Then God said, “Let there be light,” and there was light. And God saw that the light was good. Then he separated the light from the darkness. God called the light “day” and the darkness “night.”
And evening passed and morning came, marking the first day.

And thus time was created, separated into day and night. But where is the sun? It is not the light.

Keep reading and you find:

Then God said, “Let lights appear in the sky to separate the day from the night. Let them be signs to mark the seasons, days, and years. Let these lights in the sky shine down on the earth.” And that is what happened. God made two great lights—the larger one to govern the day, and the smaller one to govern the night. He also made the stars. God set these lights in the sky to light the earth, to govern the day and night, and to separate the light from the darkness. And God saw that it was good.
And evening passed and morning came, marking the fourth day.

Personally I think it is very cool that day and night existed before the sun and moon, but that the sun and moon “mark the seasons, days and years.”

Of course you may not think God did any of that, but you still measure your life by the light and the dark, as do we all.

Getting outside of time

In Hawaii, and in some other tropical climes around the world, you will find the concept of “island time.” My interpretation of that is, when it happens, it happens.

Much of the rest of the world demands a closer accounting of every second of every minute of every hour. Happily, those who live on island time are more often outside of time than those who are held captive by every minute.

All of us have experienced being outside of time. It might have happened to you while climbing a mountain or floating in the ocean. You may have gone outside of time while reading a book or having a conversation with a very good friend. Perhaps you were just lost in thought, or in a project, and time passed without you knowing it.

Good for you!

You probably didn’t get to that “a thousand years is like a day” level, but you know the feeling. All you are really doing is being free from the shackles of time while using it beneficially.

I experienced that this week when I was helping my friend Jimmy with his golf game. He was working hard and making good progress. No one watching could say which of us was enjoying it more. For the most part, though, we were unaware of time passing. And it was good.

Does getting outside of time increase the objective amount of time you have? It does not add hours to the day, but it might add time to your life.

Give your time away

Givers tend to give more than they getSome psychologists and philosophers have noticed the positive effect of giving time to others. Though you cannot create more “real” time, giving time to others will make you feel as though you can.

This same thing is true for almost everything we have to give, from money to love. It is definitely true with time. Hold it tightly for your own use and it will become heavy and cruel. Give it away, especially to those who need your time, and it will become light and good.
_ _ _
Stated exercise A. According to the essay on time, what concept is found in Hawaii and some other tropical climes?
Stated exercise B. Extend the essay on time, picking up right after its last sentence.
The lines after this essay on time were taken from a separate source.
_ _ _
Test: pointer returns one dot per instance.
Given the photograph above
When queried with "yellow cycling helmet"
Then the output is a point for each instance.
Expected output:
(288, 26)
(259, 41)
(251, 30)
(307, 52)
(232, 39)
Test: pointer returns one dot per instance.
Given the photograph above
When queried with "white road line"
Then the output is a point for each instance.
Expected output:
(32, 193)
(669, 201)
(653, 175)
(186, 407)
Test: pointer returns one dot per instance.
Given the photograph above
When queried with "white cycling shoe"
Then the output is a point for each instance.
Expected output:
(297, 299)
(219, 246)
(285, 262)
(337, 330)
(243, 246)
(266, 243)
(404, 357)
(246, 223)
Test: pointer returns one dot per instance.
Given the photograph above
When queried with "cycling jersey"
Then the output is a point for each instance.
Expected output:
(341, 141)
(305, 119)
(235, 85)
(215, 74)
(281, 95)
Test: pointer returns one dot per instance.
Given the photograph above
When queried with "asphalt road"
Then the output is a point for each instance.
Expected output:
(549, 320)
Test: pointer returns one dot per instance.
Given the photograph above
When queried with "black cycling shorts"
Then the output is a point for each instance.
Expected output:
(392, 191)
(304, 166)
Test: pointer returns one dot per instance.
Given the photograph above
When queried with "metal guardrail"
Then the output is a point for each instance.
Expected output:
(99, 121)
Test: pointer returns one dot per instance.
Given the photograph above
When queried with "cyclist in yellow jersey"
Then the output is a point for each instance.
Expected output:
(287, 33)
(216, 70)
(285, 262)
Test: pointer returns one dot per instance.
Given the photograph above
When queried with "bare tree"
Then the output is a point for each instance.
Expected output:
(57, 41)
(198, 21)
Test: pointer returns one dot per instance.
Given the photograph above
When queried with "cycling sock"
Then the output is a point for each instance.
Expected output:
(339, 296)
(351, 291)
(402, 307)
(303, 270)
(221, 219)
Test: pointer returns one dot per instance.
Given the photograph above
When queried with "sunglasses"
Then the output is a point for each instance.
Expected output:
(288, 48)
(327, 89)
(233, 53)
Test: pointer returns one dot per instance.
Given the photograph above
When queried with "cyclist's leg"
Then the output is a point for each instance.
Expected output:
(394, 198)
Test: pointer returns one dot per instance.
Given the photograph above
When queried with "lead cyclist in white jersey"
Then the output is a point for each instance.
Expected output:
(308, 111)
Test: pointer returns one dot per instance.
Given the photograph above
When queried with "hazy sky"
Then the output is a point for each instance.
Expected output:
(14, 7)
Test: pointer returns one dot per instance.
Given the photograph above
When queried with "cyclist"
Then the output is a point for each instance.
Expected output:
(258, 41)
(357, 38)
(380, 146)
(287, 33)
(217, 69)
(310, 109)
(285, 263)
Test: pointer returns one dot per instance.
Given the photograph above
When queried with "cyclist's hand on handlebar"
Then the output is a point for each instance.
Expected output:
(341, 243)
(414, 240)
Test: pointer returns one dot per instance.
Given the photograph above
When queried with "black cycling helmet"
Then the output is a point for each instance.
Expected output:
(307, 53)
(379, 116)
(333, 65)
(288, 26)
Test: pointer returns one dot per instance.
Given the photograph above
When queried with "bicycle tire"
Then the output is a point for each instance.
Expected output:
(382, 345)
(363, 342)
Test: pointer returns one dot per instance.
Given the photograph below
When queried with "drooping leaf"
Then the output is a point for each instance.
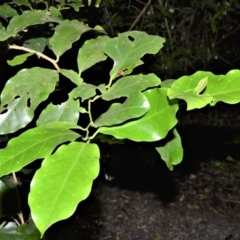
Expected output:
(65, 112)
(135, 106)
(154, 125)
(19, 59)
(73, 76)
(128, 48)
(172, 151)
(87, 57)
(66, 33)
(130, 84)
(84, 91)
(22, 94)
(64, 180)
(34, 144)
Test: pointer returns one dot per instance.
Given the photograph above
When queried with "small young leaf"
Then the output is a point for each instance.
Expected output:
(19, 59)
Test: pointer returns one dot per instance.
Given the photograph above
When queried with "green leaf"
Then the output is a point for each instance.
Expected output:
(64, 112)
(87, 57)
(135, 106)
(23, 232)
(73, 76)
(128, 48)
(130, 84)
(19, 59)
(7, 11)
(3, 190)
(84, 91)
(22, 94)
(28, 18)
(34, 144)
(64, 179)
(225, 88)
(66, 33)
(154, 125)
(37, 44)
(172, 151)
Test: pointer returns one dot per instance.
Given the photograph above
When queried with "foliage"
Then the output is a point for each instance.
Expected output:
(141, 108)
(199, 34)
_ _ _
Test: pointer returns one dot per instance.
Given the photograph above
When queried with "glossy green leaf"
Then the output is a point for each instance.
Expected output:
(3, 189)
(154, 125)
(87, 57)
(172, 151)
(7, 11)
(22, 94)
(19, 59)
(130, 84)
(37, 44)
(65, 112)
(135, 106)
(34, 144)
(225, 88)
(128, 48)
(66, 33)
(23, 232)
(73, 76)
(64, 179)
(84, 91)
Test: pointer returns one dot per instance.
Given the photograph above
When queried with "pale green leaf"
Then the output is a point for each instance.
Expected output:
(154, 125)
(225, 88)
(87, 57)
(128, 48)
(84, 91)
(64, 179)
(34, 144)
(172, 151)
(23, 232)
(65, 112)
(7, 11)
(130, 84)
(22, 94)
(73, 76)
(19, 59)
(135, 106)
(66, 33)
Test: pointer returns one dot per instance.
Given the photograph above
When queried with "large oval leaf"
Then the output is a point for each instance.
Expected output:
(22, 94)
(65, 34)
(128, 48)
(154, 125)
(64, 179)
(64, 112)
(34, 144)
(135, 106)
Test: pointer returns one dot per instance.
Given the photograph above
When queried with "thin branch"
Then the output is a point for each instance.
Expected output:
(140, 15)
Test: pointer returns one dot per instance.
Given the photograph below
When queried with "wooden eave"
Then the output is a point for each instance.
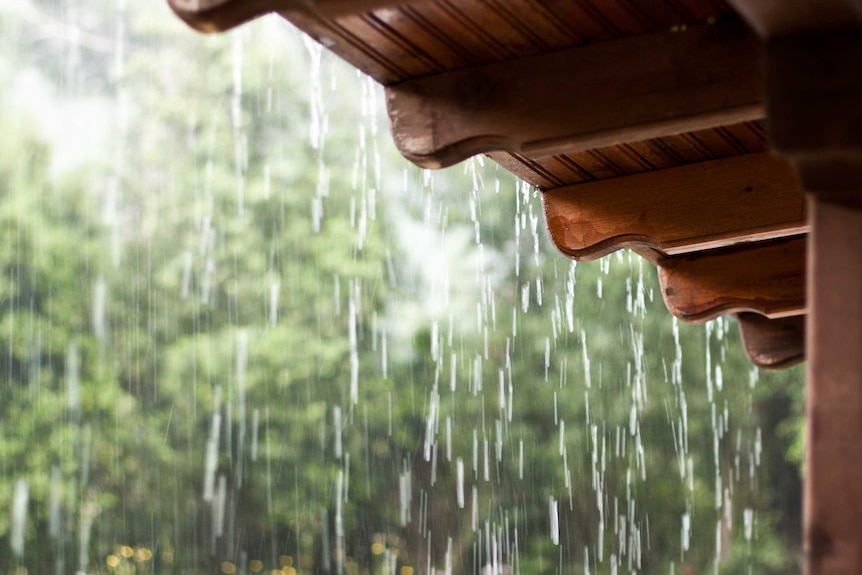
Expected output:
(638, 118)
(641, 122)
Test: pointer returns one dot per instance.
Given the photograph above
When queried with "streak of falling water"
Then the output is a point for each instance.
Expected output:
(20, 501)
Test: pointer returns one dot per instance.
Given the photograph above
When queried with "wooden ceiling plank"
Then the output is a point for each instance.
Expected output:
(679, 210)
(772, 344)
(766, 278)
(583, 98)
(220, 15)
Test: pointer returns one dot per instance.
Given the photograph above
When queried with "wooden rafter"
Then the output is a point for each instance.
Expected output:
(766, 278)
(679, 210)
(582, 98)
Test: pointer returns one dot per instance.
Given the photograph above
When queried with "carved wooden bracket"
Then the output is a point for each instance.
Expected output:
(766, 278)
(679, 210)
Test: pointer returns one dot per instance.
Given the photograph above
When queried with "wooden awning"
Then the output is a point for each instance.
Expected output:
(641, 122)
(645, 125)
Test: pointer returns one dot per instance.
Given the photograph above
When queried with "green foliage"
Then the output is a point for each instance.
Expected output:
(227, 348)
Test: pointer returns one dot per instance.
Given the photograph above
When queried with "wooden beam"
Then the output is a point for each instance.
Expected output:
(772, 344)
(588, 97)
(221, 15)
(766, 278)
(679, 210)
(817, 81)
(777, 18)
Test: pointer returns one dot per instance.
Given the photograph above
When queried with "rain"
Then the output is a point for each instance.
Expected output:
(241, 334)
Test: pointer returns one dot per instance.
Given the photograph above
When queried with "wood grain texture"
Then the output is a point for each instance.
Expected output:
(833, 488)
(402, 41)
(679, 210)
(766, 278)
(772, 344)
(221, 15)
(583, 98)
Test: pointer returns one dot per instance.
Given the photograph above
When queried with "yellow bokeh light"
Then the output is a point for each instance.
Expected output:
_ _ _
Result A. The concept of “island time.”

Result B.
Consider the following uses of your time and think about how they impacted you.

First, spending an hour or more on social media. Reading, posting, commenting, etc. Second, spending that same time on other people by helping them or having them help you.

Many of us have spent time on social media and then felt like we “wasted” it. That never makes us feel better about ourselves.

And all of us have given time to someone else and known it was a very good thing to do.

Finding the time

As I’ve grown in my ability to give away time and get outside of time, I have also found more time. Where? In places where I once spent it with little or no benefit.

I virtually never watch the news. My social media accounts are visited so rarely I don’t remember my passwords. The TV I watch is limited.

But my goal is not to “manage” my time, my goal is to be a wise steward of the gift of time. And those who are wise stewards receive more.

Get outside of time. Give your time away. Be a wise steward of time. If we do those things with time, we might just make more of it.

Besides, those are all beautiful ways to do good.

This Post Has 8 Comments

  1. Gary Dugan

    tl,dr 🙂

    Just kidding – another excellent post.

    1. Lewis Greer

      Made me laugh! I didn’t even think about people “taking the time” to read this, but probably should have put that in there somewhere.

      But I’m glad you stuck with it and actually did read it, and even liked it! 🙂

  2. Mark Starley

    Timely post!
    Thank you

    1. Lewis Greer

      Thanks, Mark. Here’s hoping it is useful for you in some way. Personally I should re-read it every week or so my own self. 🙂

  3. Jim

    Just in Time !! Thanks Friend !

    1. Lewis Greer

      Excellent! Now that you (one of the busy guys) know how to make more time, be sure to use some of it on the golf course. 🙂

  4. Frank McArdle

    Another great one Lewis. It is one we have all been waiting for! It’s about time you got around to it. I’ve been looking for help in starting a procrastination club, but I can’t seem to find time to do it…

    1. Lewis Greer

      I’m in on that procrastination club! Though I’m sure if you ever do find time I’ll be late for the meeting. 🙂

      My dad once said, “The great thing about being a procrastinator is that you always have something to do.” If you get it going, make him a charter member!